[PROBLEM REQUIREMENTS]:
Copy out the records below line for line, without changing anything.
— start ENTRIES PROVIDED —
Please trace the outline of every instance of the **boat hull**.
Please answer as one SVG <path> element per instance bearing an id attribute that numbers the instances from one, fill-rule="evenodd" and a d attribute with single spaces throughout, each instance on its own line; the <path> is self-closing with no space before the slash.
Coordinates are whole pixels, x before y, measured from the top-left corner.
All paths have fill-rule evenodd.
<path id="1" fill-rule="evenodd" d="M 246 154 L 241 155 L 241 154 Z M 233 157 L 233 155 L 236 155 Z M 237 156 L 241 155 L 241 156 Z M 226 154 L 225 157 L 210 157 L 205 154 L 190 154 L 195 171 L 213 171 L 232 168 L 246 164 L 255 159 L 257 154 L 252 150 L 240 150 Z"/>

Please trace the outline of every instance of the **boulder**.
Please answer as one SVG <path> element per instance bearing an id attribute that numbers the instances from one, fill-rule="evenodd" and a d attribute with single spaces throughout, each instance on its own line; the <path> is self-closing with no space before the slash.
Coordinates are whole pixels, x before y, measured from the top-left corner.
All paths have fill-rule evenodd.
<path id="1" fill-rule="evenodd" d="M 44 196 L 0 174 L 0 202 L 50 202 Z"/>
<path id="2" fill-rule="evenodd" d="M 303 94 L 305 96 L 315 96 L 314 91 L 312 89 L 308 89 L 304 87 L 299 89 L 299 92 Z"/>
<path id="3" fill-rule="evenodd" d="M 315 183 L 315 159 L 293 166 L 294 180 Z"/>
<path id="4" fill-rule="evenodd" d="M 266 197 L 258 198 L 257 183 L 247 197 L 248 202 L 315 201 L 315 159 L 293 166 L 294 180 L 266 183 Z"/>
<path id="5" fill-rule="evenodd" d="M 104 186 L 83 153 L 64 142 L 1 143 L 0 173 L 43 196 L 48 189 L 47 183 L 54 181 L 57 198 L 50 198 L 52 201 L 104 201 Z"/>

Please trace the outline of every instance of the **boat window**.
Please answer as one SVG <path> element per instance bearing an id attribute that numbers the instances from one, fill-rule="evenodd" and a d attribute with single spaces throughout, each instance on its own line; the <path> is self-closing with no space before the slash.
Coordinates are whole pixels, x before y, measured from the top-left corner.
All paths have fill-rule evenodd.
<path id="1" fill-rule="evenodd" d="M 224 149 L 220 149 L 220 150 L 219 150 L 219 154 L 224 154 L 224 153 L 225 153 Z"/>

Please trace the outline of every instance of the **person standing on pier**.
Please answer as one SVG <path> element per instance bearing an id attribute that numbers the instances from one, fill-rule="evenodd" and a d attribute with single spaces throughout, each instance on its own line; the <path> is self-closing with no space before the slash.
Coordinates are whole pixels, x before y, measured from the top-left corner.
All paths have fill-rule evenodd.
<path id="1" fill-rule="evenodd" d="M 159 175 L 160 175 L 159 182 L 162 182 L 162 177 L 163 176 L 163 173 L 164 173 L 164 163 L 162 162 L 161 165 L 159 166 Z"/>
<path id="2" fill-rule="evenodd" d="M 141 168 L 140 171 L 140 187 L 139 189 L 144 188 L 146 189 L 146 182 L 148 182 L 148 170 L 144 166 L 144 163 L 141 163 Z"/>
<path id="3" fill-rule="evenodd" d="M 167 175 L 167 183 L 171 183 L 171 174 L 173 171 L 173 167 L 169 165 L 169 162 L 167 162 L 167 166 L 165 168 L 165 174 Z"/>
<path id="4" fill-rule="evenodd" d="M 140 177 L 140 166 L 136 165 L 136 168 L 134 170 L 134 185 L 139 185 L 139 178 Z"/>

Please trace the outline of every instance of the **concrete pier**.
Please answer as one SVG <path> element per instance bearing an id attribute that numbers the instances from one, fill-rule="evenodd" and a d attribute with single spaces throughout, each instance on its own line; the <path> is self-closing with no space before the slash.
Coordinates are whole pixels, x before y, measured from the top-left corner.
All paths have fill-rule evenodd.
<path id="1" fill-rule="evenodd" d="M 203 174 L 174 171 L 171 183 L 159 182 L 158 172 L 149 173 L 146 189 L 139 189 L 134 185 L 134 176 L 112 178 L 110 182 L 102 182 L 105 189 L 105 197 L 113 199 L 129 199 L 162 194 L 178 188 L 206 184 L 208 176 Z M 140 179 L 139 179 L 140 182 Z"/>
— end ENTRIES PROVIDED —
[OUTPUT]:
Please trace the outline of every instance of the **boat hull**.
Please answer as one SVG <path> element per instance bearing an id attribute that numbers the instances from one, fill-rule="evenodd" and a d attribute with single spaces throughout, each instance on its own line; the <path> is self-closing with no space before the slash.
Coordinates are whole pixels, x before y, measured from the top-left corner.
All paths have fill-rule evenodd.
<path id="1" fill-rule="evenodd" d="M 246 154 L 241 155 L 241 154 Z M 233 157 L 233 155 L 236 155 Z M 237 156 L 241 155 L 241 156 Z M 226 154 L 225 157 L 210 157 L 205 154 L 190 154 L 195 171 L 213 171 L 232 168 L 246 164 L 255 159 L 257 154 L 252 150 L 240 150 Z"/>

Please trace the outline of every instance of the **boulder**.
Please answer as one SVG <path> element per instance bearing an id attribute that numbers the instances from one, fill-rule="evenodd" and a d attribute with single spaces throughout, each instance on its own line; the <path> is self-closing with no space before the slash.
Coordinates are whole pixels, x before y, measured from the top-left corner.
All paths have fill-rule evenodd.
<path id="1" fill-rule="evenodd" d="M 44 196 L 0 174 L 0 202 L 50 202 Z"/>
<path id="2" fill-rule="evenodd" d="M 303 94 L 305 96 L 315 96 L 314 91 L 312 89 L 308 89 L 304 87 L 299 89 L 299 92 Z"/>
<path id="3" fill-rule="evenodd" d="M 315 183 L 315 159 L 293 166 L 294 180 Z"/>
<path id="4" fill-rule="evenodd" d="M 266 197 L 258 198 L 257 183 L 247 197 L 248 202 L 315 201 L 315 159 L 293 166 L 294 180 L 266 183 Z"/>
<path id="5" fill-rule="evenodd" d="M 104 186 L 83 153 L 64 142 L 1 143 L 0 173 L 43 196 L 48 189 L 47 183 L 54 181 L 57 198 L 50 198 L 52 201 L 104 201 Z"/>

Please trace the outline of every instance of the **boat window**.
Please answer as one SVG <path> element per instance bearing an id attribute that numbers the instances from one, fill-rule="evenodd" and a d attribute with single spaces throughout, each instance on its own line; the <path> is self-closing with no space before the slash.
Coordinates are whole pixels, x before y, measured from the top-left corner.
All paths have fill-rule evenodd.
<path id="1" fill-rule="evenodd" d="M 224 149 L 220 149 L 220 150 L 219 150 L 219 154 L 224 154 L 224 153 L 225 153 Z"/>

Please trace the outline of every instance of the **person standing on pier**.
Please answer as one SVG <path> element per instance bearing an id attribute that numbers the instances from one, fill-rule="evenodd" and a d attribute with single spaces throughout, each instance on its own line; the <path> is self-closing with no space before the slash.
Coordinates are whole pixels, x before y, measured from the top-left corner.
All paths have fill-rule evenodd.
<path id="1" fill-rule="evenodd" d="M 159 175 L 160 175 L 159 182 L 162 182 L 162 177 L 163 176 L 163 173 L 164 173 L 164 163 L 162 162 L 161 165 L 159 166 Z"/>
<path id="2" fill-rule="evenodd" d="M 141 168 L 140 171 L 140 187 L 139 189 L 144 188 L 146 189 L 146 182 L 148 182 L 148 170 L 144 166 L 144 163 L 141 163 Z"/>
<path id="3" fill-rule="evenodd" d="M 167 175 L 167 183 L 171 183 L 171 174 L 173 171 L 173 167 L 169 165 L 169 162 L 167 162 L 167 166 L 165 168 L 165 174 Z"/>
<path id="4" fill-rule="evenodd" d="M 140 177 L 140 166 L 136 165 L 136 168 L 134 170 L 134 185 L 139 185 L 139 178 Z"/>

Please trace the outline of every instance of the **concrete pier**.
Please answer as one SVG <path> element per instance bearing an id attribute that numbers the instances from one, fill-rule="evenodd" and a d attribute with single spaces throughout, each instance on its own line; the <path> is self-closing with no space before the slash.
Coordinates are whole pixels, x before y, measured from the top-left corner.
All paths have fill-rule evenodd.
<path id="1" fill-rule="evenodd" d="M 203 174 L 174 171 L 171 183 L 159 182 L 158 172 L 149 173 L 146 189 L 139 189 L 134 185 L 134 176 L 112 178 L 110 182 L 102 182 L 105 189 L 105 197 L 113 199 L 129 199 L 162 194 L 178 188 L 206 184 L 208 176 Z M 140 179 L 139 179 L 140 182 Z"/>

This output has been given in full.